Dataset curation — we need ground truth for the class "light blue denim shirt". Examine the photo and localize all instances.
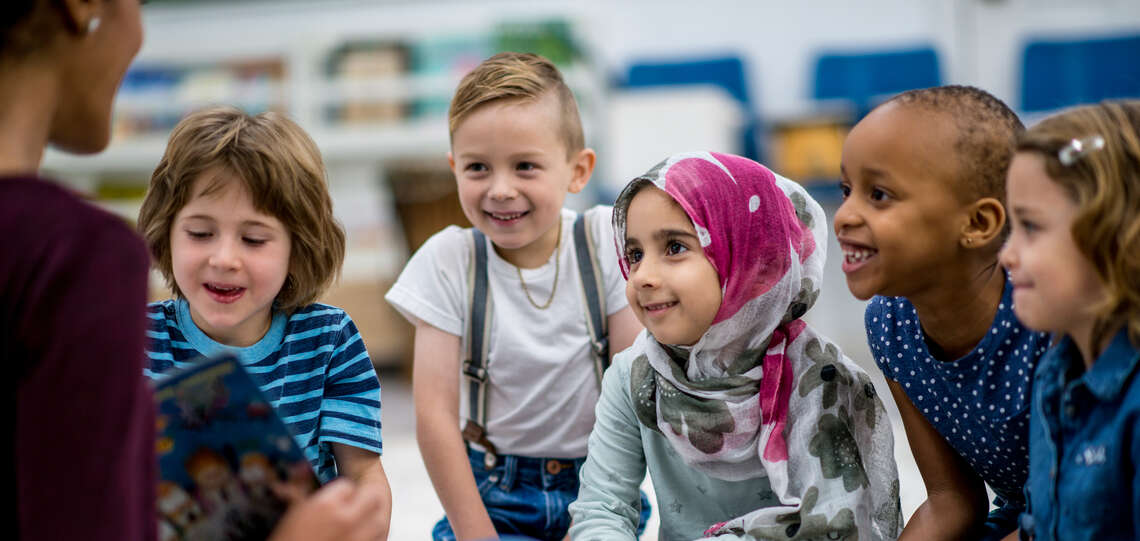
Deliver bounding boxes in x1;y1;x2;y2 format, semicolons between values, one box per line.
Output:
1021;330;1140;541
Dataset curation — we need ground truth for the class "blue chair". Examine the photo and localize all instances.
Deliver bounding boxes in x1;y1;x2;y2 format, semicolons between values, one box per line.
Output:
812;47;942;121
618;56;764;161
1021;35;1140;112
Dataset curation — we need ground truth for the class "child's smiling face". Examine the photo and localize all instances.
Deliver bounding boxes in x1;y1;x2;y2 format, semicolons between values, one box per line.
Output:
1001;153;1105;339
170;167;292;346
448;92;593;268
625;186;722;345
833;104;969;300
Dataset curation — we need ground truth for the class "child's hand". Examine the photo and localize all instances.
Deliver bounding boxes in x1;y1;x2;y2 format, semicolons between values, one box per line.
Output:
269;479;388;541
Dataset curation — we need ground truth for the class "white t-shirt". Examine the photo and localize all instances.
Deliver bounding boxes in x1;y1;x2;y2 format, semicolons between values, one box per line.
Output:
384;206;628;458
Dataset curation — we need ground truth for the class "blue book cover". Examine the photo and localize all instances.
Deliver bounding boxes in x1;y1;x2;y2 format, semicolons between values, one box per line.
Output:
155;355;317;541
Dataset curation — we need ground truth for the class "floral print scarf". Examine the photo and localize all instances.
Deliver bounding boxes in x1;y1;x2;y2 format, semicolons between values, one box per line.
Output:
613;153;902;540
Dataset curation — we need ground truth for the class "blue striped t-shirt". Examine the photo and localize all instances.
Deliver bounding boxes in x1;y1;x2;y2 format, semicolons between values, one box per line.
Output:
144;300;383;483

◇ ◇ ◇ ◇ ◇

Please pick out each line in the rows above that contains the word "Dataset". Upper and lower case must match.

#### THE RESULT
Dataset curation — we need ground truth for the class "light blue denim shirt". Examine the photo and localize all instances.
Dataset curation — we need ground truth for the class "blue chair". Examine the photo and localize all instances.
Dataset curation — we need ground truth for the class "child's smiling face". Examine the photo and localize all instances.
Dataset curation — we need ground truth for the class "child's hand". Examine the photo and localize all instances.
Dataset curation — we need ground truth for the class "white t-shirt". Examine the photo and localize all instances.
Dataset curation — we need ground truth for the class "blue book cover". Examine the photo and localize all instances.
Dataset curation — we need ground truth for the class "floral print scarf". Examine the photo and localize all instances.
Dataset curation — we need ground truth for the class "blue striped t-shirt". Examine the photo and localize all instances.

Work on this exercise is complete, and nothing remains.